Identify each line in the rows below that contains the string "grass", treating case as significant, and copy every such line.

Excerpts from segmentation records
---+---

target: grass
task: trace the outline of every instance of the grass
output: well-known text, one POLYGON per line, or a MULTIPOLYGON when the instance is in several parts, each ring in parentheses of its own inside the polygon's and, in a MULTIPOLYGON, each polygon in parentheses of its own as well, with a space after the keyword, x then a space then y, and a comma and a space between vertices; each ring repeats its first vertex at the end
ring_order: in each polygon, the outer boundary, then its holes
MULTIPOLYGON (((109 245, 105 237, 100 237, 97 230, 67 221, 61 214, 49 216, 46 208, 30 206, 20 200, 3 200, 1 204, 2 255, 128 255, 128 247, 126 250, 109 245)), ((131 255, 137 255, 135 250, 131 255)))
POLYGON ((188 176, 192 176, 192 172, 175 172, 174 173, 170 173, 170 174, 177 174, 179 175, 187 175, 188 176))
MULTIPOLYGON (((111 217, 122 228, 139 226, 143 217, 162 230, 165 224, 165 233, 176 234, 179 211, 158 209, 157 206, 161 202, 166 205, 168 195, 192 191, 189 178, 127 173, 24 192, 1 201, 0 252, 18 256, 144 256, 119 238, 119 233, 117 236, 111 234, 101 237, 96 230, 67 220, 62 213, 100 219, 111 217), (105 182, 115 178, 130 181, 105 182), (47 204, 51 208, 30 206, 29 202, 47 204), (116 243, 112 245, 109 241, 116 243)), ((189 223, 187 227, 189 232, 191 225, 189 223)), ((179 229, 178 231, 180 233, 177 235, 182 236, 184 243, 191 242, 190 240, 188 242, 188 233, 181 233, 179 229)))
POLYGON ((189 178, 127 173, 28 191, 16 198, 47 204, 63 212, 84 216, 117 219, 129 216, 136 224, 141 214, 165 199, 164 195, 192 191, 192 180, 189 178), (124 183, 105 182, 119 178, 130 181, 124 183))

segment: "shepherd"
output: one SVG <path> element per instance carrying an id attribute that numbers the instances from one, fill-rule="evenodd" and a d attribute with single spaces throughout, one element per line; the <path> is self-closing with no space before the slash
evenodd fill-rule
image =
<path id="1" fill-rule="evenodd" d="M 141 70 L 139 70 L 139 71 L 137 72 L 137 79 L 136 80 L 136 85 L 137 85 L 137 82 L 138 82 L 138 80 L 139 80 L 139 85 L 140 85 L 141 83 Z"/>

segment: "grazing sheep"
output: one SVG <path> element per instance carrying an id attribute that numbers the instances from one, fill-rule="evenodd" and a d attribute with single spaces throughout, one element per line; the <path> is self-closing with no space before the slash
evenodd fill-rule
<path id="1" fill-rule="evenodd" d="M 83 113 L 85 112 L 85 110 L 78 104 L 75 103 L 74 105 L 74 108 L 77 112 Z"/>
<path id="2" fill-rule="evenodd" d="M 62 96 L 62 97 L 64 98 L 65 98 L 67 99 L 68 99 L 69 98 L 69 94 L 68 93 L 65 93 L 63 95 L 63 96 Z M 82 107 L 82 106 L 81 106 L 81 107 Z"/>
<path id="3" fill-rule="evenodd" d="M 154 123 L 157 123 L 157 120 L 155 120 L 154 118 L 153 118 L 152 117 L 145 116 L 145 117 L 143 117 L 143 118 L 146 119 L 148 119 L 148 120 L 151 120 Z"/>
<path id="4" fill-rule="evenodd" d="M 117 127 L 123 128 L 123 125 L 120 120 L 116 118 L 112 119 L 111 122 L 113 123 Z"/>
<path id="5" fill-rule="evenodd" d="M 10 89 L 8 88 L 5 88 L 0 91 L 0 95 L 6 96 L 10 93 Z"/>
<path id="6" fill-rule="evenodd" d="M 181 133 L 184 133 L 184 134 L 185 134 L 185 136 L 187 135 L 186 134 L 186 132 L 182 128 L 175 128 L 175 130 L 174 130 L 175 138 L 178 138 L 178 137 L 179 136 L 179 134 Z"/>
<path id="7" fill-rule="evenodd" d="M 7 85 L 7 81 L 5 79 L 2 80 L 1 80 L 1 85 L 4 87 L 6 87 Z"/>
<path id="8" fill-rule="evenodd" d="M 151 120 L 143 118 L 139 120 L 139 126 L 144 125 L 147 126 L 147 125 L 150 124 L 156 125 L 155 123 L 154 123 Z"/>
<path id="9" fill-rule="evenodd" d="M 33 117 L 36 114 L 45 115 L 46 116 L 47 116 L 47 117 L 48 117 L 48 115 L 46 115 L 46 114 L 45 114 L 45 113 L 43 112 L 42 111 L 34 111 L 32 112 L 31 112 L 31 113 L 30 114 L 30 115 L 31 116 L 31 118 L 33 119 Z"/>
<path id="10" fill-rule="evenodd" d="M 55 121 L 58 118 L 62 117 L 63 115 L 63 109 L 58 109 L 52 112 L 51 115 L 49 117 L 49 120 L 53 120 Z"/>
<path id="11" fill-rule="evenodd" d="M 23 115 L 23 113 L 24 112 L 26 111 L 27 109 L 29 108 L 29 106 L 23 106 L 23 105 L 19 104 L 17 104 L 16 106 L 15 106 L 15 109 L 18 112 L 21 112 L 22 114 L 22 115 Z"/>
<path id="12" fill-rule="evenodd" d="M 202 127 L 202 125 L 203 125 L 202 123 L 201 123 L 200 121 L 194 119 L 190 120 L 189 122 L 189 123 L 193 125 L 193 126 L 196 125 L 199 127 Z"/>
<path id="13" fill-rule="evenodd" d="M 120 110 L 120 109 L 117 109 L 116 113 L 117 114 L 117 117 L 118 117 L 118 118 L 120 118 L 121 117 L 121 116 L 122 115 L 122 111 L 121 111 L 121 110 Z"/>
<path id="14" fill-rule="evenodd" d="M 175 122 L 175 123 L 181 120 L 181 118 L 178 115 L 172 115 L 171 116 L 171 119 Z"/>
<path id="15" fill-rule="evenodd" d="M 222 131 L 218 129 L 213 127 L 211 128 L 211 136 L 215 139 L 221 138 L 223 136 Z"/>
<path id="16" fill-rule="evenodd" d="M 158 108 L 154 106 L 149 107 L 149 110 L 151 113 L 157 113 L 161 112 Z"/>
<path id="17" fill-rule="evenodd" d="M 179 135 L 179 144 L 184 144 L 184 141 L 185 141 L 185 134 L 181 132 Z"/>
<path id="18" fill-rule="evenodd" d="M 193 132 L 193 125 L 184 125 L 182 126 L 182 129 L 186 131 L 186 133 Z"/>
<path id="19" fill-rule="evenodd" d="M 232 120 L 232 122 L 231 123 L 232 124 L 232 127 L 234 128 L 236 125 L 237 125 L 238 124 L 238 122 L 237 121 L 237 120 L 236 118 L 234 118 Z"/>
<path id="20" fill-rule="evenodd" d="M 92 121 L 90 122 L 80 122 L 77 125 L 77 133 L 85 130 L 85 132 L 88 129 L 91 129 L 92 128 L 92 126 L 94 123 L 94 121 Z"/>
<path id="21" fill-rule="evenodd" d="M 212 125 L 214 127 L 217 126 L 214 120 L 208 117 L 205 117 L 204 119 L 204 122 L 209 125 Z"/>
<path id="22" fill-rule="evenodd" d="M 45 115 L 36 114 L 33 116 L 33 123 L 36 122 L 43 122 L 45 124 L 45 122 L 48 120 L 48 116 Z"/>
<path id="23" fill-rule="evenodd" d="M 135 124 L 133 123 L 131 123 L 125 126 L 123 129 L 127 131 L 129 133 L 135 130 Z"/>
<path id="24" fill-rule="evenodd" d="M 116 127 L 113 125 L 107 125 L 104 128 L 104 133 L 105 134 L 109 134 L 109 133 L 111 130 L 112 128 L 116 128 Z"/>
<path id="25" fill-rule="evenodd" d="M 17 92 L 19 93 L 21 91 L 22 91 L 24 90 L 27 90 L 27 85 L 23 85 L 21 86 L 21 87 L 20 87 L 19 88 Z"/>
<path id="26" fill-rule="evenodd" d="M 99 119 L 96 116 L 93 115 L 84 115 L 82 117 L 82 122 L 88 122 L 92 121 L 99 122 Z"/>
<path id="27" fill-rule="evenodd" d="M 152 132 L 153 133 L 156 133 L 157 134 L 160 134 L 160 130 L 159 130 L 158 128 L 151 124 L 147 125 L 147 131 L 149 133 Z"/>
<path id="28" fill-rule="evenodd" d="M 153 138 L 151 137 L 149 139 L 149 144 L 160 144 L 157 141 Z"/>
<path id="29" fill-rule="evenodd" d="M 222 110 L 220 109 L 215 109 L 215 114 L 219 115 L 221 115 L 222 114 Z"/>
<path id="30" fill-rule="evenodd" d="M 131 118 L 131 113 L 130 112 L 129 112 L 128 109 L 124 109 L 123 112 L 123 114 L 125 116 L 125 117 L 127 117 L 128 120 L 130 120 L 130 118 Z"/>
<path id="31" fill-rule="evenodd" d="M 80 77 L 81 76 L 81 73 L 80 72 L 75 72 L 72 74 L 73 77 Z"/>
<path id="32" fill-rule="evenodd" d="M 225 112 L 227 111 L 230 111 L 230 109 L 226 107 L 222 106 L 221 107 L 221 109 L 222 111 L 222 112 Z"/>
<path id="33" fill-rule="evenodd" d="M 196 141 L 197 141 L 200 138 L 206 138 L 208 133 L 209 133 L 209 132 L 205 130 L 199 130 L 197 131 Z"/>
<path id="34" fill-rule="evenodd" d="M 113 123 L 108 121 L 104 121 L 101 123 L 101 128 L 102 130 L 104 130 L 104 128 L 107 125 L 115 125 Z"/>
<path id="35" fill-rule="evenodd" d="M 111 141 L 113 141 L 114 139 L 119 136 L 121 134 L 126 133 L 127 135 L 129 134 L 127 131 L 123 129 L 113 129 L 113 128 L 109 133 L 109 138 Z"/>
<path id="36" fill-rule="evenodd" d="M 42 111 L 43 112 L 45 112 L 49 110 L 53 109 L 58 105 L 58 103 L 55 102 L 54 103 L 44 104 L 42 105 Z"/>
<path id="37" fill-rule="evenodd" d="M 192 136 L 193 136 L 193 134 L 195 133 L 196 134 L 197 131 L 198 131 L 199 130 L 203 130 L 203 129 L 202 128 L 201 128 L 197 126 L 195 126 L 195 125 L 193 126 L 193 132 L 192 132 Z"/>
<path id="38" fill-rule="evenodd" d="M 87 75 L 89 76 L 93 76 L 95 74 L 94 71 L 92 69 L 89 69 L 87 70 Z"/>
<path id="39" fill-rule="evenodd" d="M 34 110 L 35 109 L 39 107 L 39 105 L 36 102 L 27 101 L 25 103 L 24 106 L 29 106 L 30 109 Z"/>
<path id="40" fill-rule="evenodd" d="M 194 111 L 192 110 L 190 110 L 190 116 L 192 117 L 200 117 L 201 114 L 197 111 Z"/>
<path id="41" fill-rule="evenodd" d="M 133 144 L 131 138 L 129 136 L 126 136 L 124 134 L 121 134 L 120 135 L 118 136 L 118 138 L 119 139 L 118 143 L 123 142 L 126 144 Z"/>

---+---

• _REPLY_
target: grass
task: trace the outline of every instance of the grass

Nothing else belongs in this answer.